THE TASK
Format the lines below, from the one containing "orange jacket. Output it as semicolon-separated x1;y1;x2;y2." through the last line, as a Markdown table with a Row column holding a running number and a Line column holding the line itself. Leave out any blank lines.

DATA FOR PROCESSING
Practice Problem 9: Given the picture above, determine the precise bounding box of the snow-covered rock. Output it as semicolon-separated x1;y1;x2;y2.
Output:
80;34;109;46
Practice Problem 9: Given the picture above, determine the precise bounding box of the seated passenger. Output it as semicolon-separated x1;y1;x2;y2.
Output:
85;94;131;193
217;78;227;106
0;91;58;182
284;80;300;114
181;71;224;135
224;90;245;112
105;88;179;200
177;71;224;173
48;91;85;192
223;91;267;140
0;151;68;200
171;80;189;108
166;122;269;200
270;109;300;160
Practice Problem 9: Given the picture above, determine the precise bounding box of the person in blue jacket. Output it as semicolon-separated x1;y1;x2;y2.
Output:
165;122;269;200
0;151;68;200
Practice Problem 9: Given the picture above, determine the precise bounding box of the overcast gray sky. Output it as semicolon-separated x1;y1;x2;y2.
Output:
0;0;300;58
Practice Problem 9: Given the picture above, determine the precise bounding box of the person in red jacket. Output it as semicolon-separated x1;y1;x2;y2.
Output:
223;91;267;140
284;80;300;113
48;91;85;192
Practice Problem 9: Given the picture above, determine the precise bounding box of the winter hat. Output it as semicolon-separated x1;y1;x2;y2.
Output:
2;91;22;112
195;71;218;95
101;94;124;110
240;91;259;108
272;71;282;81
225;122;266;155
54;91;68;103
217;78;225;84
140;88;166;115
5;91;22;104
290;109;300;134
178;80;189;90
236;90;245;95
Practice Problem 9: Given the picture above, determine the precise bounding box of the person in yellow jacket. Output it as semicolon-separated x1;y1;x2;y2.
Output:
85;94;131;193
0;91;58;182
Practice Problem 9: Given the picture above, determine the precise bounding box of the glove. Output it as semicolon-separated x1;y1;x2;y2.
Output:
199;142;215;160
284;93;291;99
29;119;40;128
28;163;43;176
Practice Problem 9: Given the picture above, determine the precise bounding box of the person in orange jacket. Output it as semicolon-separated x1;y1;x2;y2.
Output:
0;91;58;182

RESPONSE BELOW
| Row | Line |
|---|---|
| 1 | Practice Problem 9: Given the picture above, determine the precise bounding box of the person in orange jacket. Output it as semicolon-separated x1;y1;x2;y2. |
| 2 | Output: |
| 3 | 0;91;58;182 |